The Arrogance of Preventative Medicine
Experts refuse to learn from history until they make it themselves, and the price for their arrogance is paid by the innocent - 2002 Aug 20, Canadian Medical Association Journal (CMAJ)
Preventive medicine displays all 3 elements of arrogance.
First, it is aggressively assertive, pursuing symptomless individuals and telling them what they must do to remain healthy. Occasionally invoking the force of law (immunizations, seat belts), it prescribes and proscribes for both individual patients and the general citizenry of every age and stage.
Second, preventive medicine is presumptuous, confident that the interventions it espouses will, on average, do more good than harm to those who accept and adhere to them.
Finally, preventive medicine is overbearing, attacking those who question the value of its recommendations.
What about the villains? Who is to blame for the widespread application of this and the other harmful “preventive” interventions that cause disability and untimely death?

Collected data entries
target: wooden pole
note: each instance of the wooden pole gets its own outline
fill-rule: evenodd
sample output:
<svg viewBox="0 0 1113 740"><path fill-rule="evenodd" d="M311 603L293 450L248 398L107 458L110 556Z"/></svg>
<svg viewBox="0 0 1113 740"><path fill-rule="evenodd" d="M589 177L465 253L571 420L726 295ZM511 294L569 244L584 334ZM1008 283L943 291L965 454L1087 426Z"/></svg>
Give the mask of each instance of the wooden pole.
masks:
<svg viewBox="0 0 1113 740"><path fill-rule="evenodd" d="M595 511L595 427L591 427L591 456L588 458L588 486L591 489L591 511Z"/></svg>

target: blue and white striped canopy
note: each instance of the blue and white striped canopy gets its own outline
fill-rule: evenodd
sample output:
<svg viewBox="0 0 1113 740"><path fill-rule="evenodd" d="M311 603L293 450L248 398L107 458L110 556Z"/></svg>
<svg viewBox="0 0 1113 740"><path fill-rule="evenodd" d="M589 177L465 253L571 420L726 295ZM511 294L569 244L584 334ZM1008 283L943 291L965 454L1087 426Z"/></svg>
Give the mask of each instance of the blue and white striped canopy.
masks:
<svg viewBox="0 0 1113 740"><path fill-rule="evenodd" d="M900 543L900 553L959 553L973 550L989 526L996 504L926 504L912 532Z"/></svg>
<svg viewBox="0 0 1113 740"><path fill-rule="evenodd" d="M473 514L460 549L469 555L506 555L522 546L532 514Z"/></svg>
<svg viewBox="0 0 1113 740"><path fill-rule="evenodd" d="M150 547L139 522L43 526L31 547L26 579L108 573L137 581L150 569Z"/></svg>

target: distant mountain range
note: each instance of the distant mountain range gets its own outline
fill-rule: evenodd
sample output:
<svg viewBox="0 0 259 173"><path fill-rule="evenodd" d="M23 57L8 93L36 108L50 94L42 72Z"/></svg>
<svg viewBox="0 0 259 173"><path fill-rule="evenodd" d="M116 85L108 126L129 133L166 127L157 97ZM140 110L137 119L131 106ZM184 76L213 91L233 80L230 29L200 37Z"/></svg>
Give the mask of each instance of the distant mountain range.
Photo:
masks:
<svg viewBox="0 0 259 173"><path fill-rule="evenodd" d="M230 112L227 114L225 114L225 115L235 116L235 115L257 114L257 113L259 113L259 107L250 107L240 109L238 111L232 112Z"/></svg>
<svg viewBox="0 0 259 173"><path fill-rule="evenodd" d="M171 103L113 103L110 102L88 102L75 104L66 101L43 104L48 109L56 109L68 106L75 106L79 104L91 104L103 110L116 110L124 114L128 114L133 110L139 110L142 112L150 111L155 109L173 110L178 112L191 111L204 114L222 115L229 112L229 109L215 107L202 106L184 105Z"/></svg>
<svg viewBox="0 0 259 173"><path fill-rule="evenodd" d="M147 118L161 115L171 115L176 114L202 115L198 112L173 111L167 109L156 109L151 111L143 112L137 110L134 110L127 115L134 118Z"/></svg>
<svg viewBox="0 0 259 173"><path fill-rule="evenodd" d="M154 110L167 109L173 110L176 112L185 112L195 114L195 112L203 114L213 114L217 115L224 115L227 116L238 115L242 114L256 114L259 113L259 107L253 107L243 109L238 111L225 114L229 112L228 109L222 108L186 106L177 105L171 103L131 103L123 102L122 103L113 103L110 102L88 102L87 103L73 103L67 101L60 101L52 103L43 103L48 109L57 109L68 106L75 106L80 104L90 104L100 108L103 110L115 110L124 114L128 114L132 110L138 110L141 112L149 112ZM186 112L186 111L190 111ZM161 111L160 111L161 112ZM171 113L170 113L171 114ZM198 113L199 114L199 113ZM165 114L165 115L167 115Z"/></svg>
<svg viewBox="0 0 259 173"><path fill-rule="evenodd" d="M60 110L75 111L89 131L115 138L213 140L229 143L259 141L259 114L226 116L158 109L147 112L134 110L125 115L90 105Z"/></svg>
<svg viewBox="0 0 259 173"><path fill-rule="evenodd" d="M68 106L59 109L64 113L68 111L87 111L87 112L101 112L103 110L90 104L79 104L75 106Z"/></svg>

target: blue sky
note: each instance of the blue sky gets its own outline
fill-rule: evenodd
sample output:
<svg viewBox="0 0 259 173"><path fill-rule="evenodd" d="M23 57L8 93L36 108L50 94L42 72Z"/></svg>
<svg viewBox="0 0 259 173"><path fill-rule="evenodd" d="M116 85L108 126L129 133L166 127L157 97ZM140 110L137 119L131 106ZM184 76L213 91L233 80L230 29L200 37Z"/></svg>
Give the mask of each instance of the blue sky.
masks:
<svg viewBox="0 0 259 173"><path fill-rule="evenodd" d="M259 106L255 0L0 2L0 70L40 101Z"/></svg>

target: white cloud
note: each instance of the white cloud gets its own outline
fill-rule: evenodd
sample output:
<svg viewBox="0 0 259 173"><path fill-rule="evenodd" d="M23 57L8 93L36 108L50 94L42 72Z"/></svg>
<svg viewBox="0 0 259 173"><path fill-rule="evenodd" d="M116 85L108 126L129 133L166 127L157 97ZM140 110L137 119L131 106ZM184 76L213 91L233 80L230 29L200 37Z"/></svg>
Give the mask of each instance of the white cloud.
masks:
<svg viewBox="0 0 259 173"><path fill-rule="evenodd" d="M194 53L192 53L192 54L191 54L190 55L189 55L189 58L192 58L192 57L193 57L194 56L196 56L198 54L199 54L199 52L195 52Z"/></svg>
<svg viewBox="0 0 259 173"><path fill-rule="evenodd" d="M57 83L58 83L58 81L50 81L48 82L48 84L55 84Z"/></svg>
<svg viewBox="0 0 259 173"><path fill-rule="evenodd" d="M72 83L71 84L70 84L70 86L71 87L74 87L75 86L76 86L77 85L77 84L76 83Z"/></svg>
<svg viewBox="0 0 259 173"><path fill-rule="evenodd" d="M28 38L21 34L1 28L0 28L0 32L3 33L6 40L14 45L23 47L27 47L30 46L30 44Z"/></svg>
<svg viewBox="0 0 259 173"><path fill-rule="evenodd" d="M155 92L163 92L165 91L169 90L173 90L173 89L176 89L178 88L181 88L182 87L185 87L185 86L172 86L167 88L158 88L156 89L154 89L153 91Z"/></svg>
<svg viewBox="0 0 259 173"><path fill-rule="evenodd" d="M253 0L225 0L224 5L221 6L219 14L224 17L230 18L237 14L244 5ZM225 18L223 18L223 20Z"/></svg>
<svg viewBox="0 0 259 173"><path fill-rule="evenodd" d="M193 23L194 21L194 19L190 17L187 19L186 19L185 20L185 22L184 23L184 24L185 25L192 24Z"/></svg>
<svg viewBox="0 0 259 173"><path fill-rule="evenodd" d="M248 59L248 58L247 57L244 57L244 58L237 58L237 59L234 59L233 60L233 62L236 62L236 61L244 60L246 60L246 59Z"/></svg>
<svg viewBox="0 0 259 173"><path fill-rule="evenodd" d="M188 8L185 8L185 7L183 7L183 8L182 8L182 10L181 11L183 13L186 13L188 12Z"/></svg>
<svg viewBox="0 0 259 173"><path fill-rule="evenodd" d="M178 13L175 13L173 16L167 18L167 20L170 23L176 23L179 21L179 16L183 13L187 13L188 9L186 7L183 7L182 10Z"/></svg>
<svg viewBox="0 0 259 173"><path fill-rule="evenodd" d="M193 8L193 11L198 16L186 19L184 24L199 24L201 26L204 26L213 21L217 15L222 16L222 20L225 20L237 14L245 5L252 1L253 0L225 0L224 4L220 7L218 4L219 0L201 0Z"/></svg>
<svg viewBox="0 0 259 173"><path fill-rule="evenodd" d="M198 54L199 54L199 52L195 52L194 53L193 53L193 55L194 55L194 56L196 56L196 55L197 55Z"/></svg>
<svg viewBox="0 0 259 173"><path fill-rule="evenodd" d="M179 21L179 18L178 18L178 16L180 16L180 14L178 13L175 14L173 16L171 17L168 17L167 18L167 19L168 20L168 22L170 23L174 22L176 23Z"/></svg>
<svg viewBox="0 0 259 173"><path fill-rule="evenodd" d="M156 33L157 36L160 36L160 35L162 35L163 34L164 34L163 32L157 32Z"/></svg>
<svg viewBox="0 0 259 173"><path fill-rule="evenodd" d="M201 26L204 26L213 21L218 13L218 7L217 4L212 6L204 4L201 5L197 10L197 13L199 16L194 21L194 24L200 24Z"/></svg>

▶ Required action A
In the passage on preventive medicine, which two things are given as examples of it invoking the force of law?
▶ Required action B
Reproduce the passage on preventive medicine word for word, starting with "First, it is" and going on through "of its recommendations.".
▶ Required action C
Take the passage on preventive medicine further, writing on from its final sentence.
None of the items are needed here.

▶ Written response A
Immunizations and seat belts.

▶ Written response B
First, it is aggressively assertive, pursuing symptomless individuals and telling them what they must do to remain healthy. Occasionally invoking the force of law (immunizations, seat belts), it prescribes and proscribes for both individual patients and the general citizenry of every age and stage.
Second, preventive medicine is presumptuous, confident that the interventions it espouses will, on average, do more good than harm to those who accept and adhere to them.
Finally, preventive medicine is overbearing, attacking those who question the value of its recommendations.

▶ Written response C
I suggest that we not waste time blaming the manufacturers of “preventive” drugs and devices, for they are pursuing profit, not health, and anyone who looks to their print advertisements and television spots for health guidance arguably deserves whatever harm comes to them.
Nor, I suggest, should we blame “demanding” patients who insist on receiving some bogus preventive intervention of unknown efficacy, for they are simply doing their best to improve their lives in an “evidence-vacuum.”
I place the blame directly on the medical “experts” who, to gain private profit (from their industry affiliations), to satisfy a narcissistic need for public acclaim or in a misguided attempt to do good, advocate “preventive” manoeuvres that have never been validated in rigorous randomized trials. Not only do they abuse their positions by advocating unproven “preventives,” they also stifle dissent.